[Object position labeling entries]
◆ ◆ ◆ ◆
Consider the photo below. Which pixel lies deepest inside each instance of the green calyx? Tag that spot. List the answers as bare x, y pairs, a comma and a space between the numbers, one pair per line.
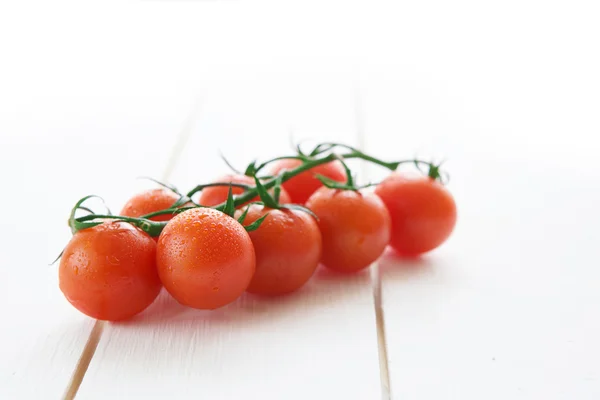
321, 154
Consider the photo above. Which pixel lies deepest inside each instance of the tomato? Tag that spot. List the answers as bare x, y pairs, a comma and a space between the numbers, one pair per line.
303, 185
355, 227
211, 196
205, 258
109, 271
150, 201
288, 249
423, 212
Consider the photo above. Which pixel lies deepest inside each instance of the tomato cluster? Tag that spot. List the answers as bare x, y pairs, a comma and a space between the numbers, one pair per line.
263, 235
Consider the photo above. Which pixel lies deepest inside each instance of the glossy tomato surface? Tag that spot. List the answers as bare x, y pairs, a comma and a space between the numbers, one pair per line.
423, 212
109, 271
355, 227
205, 258
288, 249
150, 201
302, 186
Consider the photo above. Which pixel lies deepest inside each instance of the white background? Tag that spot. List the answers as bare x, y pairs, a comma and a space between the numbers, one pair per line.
94, 94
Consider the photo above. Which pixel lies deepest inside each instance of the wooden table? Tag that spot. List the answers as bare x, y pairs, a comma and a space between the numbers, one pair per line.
508, 308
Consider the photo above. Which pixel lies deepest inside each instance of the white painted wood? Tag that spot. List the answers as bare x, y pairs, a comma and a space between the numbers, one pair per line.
508, 308
53, 154
70, 124
317, 343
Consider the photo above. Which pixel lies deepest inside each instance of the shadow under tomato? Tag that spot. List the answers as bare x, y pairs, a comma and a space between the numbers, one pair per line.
325, 289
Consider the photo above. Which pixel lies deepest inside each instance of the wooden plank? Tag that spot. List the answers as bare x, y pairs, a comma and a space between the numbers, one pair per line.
507, 309
55, 151
317, 343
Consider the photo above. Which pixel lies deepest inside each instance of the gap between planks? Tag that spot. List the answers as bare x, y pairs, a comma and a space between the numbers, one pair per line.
386, 391
96, 334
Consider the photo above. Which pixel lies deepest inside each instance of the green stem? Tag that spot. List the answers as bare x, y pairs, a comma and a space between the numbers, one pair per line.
200, 187
264, 164
153, 228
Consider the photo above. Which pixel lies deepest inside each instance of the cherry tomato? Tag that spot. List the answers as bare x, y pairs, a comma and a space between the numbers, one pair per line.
109, 271
150, 201
355, 227
423, 212
211, 196
205, 258
302, 186
288, 249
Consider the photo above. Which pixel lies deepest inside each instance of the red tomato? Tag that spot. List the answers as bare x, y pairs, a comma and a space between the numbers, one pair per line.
355, 227
288, 249
109, 271
205, 258
150, 201
302, 186
423, 212
214, 195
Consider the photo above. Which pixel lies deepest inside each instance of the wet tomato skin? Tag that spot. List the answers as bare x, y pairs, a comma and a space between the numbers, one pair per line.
108, 272
205, 259
355, 227
288, 250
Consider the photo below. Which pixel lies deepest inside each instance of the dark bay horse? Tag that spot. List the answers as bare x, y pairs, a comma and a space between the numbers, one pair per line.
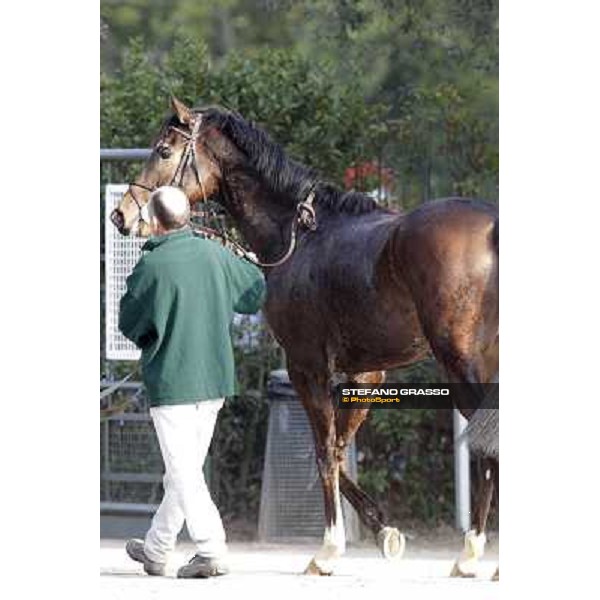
357, 288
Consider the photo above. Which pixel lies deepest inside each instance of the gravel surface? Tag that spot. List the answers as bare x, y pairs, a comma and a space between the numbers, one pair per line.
259, 570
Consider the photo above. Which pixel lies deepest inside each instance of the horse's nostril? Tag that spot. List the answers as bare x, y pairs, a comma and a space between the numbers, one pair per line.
117, 219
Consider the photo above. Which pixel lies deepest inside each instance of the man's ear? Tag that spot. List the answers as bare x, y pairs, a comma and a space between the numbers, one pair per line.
184, 114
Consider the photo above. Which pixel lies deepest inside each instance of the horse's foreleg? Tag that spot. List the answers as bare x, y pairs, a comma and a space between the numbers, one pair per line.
475, 539
314, 393
390, 541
◆ ◆ ◆ ◆
Extract the full listing exactly, with the pictures left out.

Consider the photo below. Which pixel lies deepest inside each instance of the green calyx? Tag that spot. List the answers as bare x, y pairs, a comma and a space between the numbers, one pair per line.
321, 154
Consider the photo above. Which pixel lies deepest inside each instance of the tomato? Tag that spot. List the answers as bare x, y pairs, a comma and a space between the numbers, one pair per line.
303, 185
355, 227
211, 196
205, 258
109, 271
150, 201
288, 249
423, 212
Consider the photo above. Which pixel lies deepest inside each instance of the tomato cluster? Tag that spot. List the answers as bare x, y pairs, a comma and a space between the numbers, one pair per line.
263, 235
Consider the photo above. Which pixel lies deepest inside each instance of the glossy tomato surface? Tag that spot. List the answers as bare x, y pairs, a comma and a space between the numbers, one pair per line.
423, 212
109, 271
355, 227
205, 258
288, 249
150, 201
302, 186
Consider the photo above. Which pixel lies deepest inside each instance of the white background? Tag that spot. List the answers as bare x, y pairs, a comma and a space between the numbers, one pair per line.
94, 94
Consider the photo above. Which pixel lies deepest inside each instance of the wooden table? Tag that spot. List the answers as bare x, y pairs, a comma and a space between the numbers, one pair per line.
508, 308
Consider the photo above. Which pixel lies deepest inside each instance of the white painted wood? Tag that spot. List the answers as bare x, y pairs, a comma and a space between the numbers, one pair per line.
508, 308
53, 154
70, 124
317, 343
Consider the photo above. Which pixel lies deepest inside each instance of the shadow under tomato? Tag that spot. List the answers as bare x, y pairs, a comma and a space between the numbers, one pair per line.
325, 289
Consider the photo above. Which pixel lies deepest inside each instance of the wooden plank? Tag that spot. List the answers as bare x, y pairs, a comma and a space between the numbers, one pair per line.
507, 309
55, 151
317, 343
Consider the photo above. Which pixel lies deepest inside each instance of the gap between planks? Tag that spot. List the answers as bare x, y pairs, a comma and a space between the numbers, one pair per line.
386, 391
96, 334
Consider the photo above. Which pixel lies deepest inside each instance of the green stem? Tag that spot. List the answers as bare x, y pairs, a comma and a space between the numbers, one pair per line.
200, 187
264, 164
153, 228
Consider the photo above. Which pixel lies deepest inside each instance of the cherry tomato? Tag that spot. List the answers as bare x, y pairs, a comma and a space between the numbers, one pair per line.
109, 271
150, 201
355, 227
423, 212
211, 196
205, 258
302, 186
288, 249
Consider the photo above. Which pixel lies deepest inside each instance of the red tomato? Tag that spot. List the answers as bare x, y pairs, a comma and a space between the numbers, one pair per line.
355, 227
288, 249
109, 271
205, 258
150, 201
302, 186
423, 212
214, 195
Consider the photo above. Which pixel lies deepest inside each instance of the wet tomato skin? Tag that spot. List the answers as bare x, y pairs, a comma and a space between the numbers, one pair per line.
108, 272
205, 259
355, 227
288, 250
Consider the photo below. Which pixel lies deepest inside each instance of the dark bay horse? Tag that spot. List the answers as bare x, y pairs, a comma and a space between the numbers, one pair per line.
357, 288
Consider the photo above. Which pixel lies deepest inside each instance of the gravel surface? Tag that spot. List the answers as bare x, y pairs, a comma and a space between the numbers, one pair per line.
259, 570
Consider the photo above. Which pixel lies deepest inside each instance of the horse's nostril? Tag that spot. List the answers as bare x, y pairs, a comma and a space between the numbers, one pair per line.
117, 219
Consider the photo above. Which pixel lies deepest inside each instance of the man's ear? Tag that spot. List the answers as bare x, y pairs, a comma and a space between the numbers, one pair per line.
184, 114
Consider the photo above. Which pixel lies deepest inside each instance of the horse's foreleg? Tag that spot. List the answers as bare x, y pairs, a comma and a space between the numbers, one pair per line.
475, 539
314, 393
390, 541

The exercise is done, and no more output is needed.